Source data:
----------------

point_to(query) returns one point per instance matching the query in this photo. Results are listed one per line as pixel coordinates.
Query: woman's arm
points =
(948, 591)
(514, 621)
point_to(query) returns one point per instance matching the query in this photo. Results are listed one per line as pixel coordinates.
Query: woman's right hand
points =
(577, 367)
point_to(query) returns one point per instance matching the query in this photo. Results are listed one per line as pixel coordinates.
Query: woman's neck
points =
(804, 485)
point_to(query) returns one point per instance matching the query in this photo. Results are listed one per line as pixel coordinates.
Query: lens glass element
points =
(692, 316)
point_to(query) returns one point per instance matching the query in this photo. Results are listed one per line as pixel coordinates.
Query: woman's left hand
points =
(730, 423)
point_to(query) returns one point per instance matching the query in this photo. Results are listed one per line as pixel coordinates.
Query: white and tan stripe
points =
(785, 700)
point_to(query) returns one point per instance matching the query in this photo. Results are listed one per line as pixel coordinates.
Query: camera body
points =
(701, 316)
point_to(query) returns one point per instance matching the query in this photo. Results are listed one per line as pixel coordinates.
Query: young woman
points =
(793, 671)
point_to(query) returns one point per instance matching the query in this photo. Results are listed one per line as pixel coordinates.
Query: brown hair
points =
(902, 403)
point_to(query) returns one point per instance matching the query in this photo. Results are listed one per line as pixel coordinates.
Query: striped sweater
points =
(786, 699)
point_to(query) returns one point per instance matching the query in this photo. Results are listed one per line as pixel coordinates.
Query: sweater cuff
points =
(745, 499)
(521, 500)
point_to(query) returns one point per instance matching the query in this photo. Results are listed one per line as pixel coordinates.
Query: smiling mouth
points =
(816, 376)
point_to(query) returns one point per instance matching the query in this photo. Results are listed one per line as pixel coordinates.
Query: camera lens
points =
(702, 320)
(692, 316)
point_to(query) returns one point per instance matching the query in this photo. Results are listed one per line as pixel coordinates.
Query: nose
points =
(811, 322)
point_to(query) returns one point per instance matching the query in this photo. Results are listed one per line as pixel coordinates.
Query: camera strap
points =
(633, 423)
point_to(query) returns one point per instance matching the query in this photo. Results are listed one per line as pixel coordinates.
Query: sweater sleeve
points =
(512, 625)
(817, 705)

----------------

WHAT THE EXERCISE ASKS = Gather each line in the entries above where the string "lens" is found.

SOLUTION TO THE EXERCISE =
Query: lens glass element
Query: camera lens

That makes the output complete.